- Exercise details: Transcribe each of the records below exactly, excluding all pictures.

--- Given data Enclosed Below ---

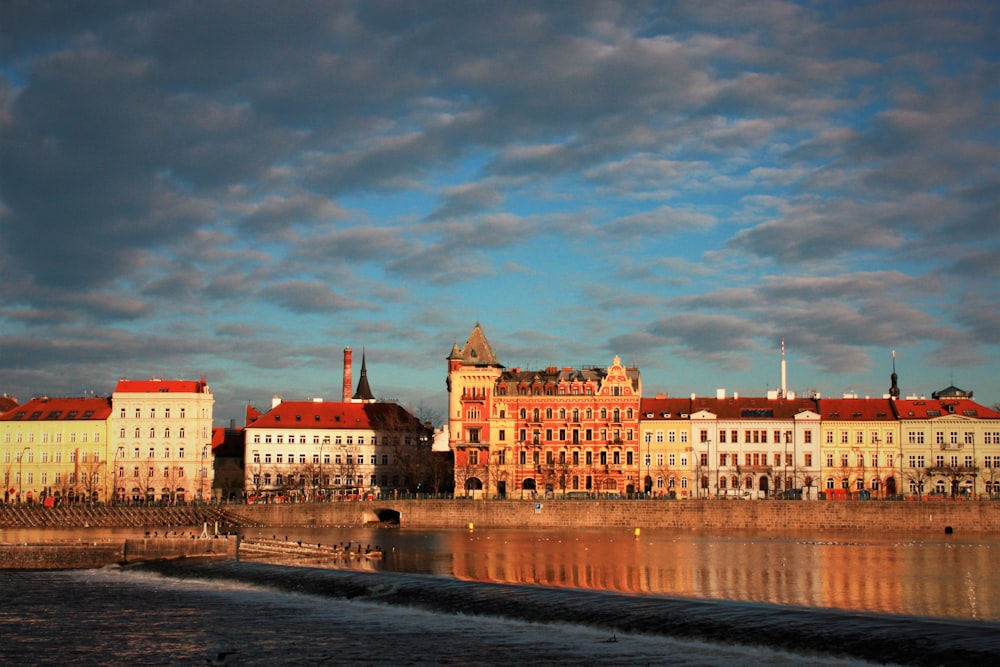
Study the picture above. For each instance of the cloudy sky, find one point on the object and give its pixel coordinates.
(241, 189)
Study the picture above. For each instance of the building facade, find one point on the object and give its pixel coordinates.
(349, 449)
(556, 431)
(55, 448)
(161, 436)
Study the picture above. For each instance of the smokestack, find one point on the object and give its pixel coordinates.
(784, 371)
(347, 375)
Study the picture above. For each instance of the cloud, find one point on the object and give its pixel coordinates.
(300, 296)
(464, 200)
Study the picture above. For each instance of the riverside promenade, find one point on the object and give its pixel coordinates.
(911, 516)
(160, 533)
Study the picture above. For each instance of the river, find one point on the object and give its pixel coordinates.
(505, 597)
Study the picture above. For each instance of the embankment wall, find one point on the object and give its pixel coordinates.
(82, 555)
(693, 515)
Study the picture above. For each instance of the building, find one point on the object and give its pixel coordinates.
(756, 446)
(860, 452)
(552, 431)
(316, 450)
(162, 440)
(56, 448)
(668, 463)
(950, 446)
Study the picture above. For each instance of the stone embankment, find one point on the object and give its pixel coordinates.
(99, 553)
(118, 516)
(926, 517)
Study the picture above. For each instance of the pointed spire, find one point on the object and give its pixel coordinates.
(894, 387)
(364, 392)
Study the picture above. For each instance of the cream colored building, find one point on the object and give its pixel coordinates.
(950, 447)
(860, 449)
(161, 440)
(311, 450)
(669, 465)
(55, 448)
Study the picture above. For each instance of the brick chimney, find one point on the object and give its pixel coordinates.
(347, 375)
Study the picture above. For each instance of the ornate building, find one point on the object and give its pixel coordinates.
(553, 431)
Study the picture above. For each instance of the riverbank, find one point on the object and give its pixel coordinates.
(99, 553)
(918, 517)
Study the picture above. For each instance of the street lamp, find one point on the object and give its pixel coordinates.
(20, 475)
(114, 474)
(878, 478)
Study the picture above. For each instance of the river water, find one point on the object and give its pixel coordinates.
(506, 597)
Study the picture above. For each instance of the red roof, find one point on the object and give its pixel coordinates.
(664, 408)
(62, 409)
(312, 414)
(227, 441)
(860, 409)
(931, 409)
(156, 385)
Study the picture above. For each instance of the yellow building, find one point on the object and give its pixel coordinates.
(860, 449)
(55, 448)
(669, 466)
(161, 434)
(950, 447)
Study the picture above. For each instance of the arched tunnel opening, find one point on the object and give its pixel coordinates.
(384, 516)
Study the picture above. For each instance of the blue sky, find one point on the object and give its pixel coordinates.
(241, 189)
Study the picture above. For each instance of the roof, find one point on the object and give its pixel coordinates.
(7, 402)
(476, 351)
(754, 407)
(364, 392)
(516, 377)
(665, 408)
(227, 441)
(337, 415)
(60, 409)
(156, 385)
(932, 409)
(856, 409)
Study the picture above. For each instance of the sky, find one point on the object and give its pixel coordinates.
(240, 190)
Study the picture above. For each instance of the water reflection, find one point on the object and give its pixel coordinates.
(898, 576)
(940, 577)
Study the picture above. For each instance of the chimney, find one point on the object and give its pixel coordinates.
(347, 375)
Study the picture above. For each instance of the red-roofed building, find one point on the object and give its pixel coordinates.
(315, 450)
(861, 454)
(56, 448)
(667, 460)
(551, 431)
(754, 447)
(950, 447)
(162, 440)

--- End of Enclosed Given data ---

- Task output:
Study the picture above. For each instance of the cloudy sky, find one point on the object and give its pixel coordinates.
(241, 189)
Study the picture above. For each instance of the building facade, find one point on the object and give its pixel coordinates.
(349, 449)
(556, 431)
(55, 448)
(161, 436)
Study the picture above. For each instance of the smokestack, find one point on the object and give its pixel coordinates.
(784, 371)
(347, 375)
Study the picture above. For each instance of the cloud, find one point on the object and give its pixel coordinates.
(300, 296)
(464, 200)
Study the picture above. For each instance of the riverside promenade, find one point on the object and give its pixel coordinates.
(911, 516)
(160, 533)
Study the picture above. For each instance of the river, find one point on the object and give its pixel coordinates.
(505, 597)
Study the picture above. For each instance of the embankment wall, find one point on the object and give its pixel coordinates.
(82, 555)
(693, 515)
Study the picture above. For each instance of the building, find one point on the object and give its pixel coordinates.
(756, 446)
(860, 452)
(552, 431)
(316, 450)
(162, 440)
(56, 448)
(668, 463)
(950, 446)
Study the picture above. For each instance of the stone embankment, find one point on the object and give its pixel coordinates.
(99, 553)
(118, 516)
(926, 517)
Study the picture above. For each instance of the pointed spire, find one point on the object and give its pixel coordinates.
(894, 387)
(364, 392)
Study the picture above. For each instance of the cream colored building, find one point on the object and give its pixel coordinates.
(950, 447)
(860, 449)
(161, 440)
(311, 450)
(669, 465)
(55, 448)
Study the picture above. For each instance of the brick chimney, find one point on the object and give its pixel coordinates.
(347, 375)
Study the picture above. For each instance of the ornate building, find one point on the object and give its pixel coordinates.
(553, 431)
Study the picture above. For each instance of the riverbank, find one point on the object and give its pixel coordinates.
(99, 553)
(918, 517)
Study the picture above. For each instance of the street lamp, find one point on the object and give its pixel coordinates.
(20, 475)
(114, 474)
(878, 478)
Study the picture above. For each instance of the river water, find one point on the object and give its pixel coordinates.
(506, 597)
Study the picture above. For each instance of the red roof, find one point on the object and give its pixel coordinates.
(664, 408)
(62, 409)
(312, 414)
(227, 441)
(860, 409)
(931, 409)
(156, 385)
Study the picture above. For each instance of the yellow building, find one point on the object and give its pixel coordinates.
(860, 449)
(55, 448)
(669, 466)
(161, 434)
(950, 447)
Study the picture above. For each instance of the arched tunnel opening, find one point on the object and give its pixel coordinates.
(384, 516)
Study the picture above. For each instance of the blue sky, find one point on the object and give its pixel coordinates.
(241, 189)
Study the picture above. For each instance of the roof, find one point on the object and give its pixel coordinates.
(7, 402)
(476, 351)
(754, 407)
(364, 392)
(516, 377)
(665, 408)
(227, 441)
(337, 415)
(60, 409)
(156, 385)
(932, 409)
(856, 409)
Study the picture above. For each instance of the sky, find one point on the object and give its pixel coordinates.
(240, 190)
Study the picture above. For each instance of the water reflection, find one point on the object and give its pixel coordinates.
(898, 576)
(940, 577)
Study the picture above. For each instance of the chimney, find one point on the object and give its pixel coordinates.
(347, 375)
Study the picture above. For each instance of the red-roofed building, find one point on the object and give its pixel coordinates.
(315, 450)
(861, 454)
(56, 448)
(667, 460)
(551, 431)
(754, 447)
(950, 447)
(162, 440)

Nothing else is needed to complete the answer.